Written problem:
Reproduce the data from its first line through the line containing "(1008, 708)", changing "a pin per instance" to "one point per instance" and leaving everything else unchanged.

Supplied records:
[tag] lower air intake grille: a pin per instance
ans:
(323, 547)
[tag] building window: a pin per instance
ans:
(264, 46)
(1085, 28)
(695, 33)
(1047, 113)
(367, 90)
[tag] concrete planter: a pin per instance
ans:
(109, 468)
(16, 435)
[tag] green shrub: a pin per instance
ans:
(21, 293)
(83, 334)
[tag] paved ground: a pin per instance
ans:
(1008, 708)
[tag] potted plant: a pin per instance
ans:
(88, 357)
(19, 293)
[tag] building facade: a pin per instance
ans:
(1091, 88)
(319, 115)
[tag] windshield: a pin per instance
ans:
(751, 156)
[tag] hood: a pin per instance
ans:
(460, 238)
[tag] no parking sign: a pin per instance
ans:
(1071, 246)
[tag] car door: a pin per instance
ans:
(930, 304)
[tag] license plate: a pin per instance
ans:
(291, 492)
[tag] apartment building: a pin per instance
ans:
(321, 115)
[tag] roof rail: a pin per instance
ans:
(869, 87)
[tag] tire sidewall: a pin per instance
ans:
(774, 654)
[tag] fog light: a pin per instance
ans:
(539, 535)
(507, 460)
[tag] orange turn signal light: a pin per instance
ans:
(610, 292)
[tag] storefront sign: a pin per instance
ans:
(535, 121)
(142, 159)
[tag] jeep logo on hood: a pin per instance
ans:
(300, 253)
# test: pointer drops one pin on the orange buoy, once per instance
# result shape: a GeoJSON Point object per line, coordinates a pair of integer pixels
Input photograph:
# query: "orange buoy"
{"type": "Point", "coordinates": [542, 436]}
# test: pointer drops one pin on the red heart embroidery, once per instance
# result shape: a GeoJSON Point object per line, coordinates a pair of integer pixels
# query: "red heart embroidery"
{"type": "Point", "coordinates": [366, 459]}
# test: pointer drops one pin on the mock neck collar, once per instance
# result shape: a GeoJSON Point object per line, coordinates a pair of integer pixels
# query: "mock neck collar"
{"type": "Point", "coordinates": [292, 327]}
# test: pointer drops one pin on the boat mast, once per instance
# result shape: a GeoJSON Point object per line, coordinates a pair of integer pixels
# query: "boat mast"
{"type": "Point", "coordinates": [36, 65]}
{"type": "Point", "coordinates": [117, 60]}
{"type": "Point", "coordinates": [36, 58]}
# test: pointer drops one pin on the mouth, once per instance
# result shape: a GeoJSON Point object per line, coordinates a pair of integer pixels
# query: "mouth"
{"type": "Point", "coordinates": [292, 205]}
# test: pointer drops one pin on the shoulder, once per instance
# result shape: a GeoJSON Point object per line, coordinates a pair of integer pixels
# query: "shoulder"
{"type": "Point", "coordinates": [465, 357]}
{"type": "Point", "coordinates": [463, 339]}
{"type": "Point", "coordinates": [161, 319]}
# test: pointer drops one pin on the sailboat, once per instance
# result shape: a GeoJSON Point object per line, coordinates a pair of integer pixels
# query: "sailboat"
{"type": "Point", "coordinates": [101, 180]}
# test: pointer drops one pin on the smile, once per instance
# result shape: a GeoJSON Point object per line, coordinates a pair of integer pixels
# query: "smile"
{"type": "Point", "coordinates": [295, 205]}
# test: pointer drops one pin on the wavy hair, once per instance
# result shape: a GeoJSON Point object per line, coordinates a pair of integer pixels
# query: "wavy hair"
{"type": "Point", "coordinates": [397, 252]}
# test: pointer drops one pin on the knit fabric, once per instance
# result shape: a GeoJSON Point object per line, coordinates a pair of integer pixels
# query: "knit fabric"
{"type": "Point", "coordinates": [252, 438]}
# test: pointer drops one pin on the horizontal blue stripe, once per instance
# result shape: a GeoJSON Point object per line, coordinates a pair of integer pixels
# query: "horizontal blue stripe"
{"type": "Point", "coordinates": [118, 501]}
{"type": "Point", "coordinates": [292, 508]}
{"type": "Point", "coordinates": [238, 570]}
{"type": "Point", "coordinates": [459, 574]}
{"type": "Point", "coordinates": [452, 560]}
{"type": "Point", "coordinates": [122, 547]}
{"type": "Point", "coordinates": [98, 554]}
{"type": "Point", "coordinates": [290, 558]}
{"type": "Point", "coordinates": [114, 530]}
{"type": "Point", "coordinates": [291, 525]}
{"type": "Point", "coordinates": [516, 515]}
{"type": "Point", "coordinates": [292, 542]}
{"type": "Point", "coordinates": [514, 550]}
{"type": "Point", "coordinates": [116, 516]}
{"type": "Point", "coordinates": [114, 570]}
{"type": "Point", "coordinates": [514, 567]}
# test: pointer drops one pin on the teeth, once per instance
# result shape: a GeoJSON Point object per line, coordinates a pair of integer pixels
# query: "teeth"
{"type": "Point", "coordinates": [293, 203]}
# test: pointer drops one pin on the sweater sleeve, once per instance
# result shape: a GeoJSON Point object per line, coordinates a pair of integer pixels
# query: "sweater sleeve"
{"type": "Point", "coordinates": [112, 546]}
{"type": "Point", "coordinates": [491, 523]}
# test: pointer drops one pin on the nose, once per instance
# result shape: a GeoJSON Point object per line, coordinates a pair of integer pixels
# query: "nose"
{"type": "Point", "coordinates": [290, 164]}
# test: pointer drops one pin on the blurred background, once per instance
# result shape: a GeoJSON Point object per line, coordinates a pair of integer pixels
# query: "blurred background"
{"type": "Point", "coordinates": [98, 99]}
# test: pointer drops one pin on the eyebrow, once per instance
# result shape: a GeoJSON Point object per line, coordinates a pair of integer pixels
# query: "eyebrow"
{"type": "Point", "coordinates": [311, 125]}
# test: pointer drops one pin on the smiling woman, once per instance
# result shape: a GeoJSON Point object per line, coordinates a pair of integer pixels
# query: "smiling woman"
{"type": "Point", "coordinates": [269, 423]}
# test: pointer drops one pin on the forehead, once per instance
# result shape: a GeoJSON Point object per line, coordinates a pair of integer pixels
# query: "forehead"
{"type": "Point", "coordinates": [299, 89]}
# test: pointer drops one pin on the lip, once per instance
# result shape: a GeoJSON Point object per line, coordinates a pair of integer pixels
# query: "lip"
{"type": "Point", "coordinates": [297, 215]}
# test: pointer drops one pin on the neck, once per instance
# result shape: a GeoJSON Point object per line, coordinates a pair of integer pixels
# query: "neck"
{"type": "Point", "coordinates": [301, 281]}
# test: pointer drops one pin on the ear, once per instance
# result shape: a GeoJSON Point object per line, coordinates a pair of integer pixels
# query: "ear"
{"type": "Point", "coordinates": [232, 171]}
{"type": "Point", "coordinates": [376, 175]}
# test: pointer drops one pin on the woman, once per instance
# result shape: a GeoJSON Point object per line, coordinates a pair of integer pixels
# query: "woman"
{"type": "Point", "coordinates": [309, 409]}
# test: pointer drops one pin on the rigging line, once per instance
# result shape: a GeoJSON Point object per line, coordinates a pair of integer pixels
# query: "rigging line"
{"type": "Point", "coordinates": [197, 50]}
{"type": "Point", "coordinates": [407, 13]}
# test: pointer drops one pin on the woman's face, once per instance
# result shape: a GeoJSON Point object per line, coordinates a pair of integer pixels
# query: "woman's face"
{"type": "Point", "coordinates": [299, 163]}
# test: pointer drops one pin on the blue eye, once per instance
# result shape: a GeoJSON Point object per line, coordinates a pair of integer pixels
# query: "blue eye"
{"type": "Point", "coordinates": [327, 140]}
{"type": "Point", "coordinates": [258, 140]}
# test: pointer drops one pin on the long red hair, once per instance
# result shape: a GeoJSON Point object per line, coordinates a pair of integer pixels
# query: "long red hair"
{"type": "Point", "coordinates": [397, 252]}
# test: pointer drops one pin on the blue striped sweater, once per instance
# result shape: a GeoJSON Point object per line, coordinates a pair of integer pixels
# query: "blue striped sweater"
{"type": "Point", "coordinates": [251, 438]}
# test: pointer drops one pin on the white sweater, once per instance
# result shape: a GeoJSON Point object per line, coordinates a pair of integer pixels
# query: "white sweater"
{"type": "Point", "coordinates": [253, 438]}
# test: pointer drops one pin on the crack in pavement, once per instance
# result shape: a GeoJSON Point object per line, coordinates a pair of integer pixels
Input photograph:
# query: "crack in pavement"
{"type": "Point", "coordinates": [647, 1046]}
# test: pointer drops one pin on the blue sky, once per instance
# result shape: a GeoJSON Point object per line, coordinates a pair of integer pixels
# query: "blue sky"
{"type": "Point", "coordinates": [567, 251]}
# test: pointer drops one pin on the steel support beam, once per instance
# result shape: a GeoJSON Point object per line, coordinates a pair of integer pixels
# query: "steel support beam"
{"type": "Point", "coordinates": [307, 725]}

Task output:
[tag] lower air intake grille: one point per instance
ans:
(323, 547)
[tag] building window: one point per instance
ans:
(264, 46)
(1085, 28)
(695, 33)
(1047, 113)
(367, 90)
[tag] concrete planter: one point per instance
ans:
(109, 468)
(16, 435)
[tag] green shrub: one point per instance
ans:
(21, 293)
(83, 334)
[tag] paved ground: one point per instance
ans:
(1008, 708)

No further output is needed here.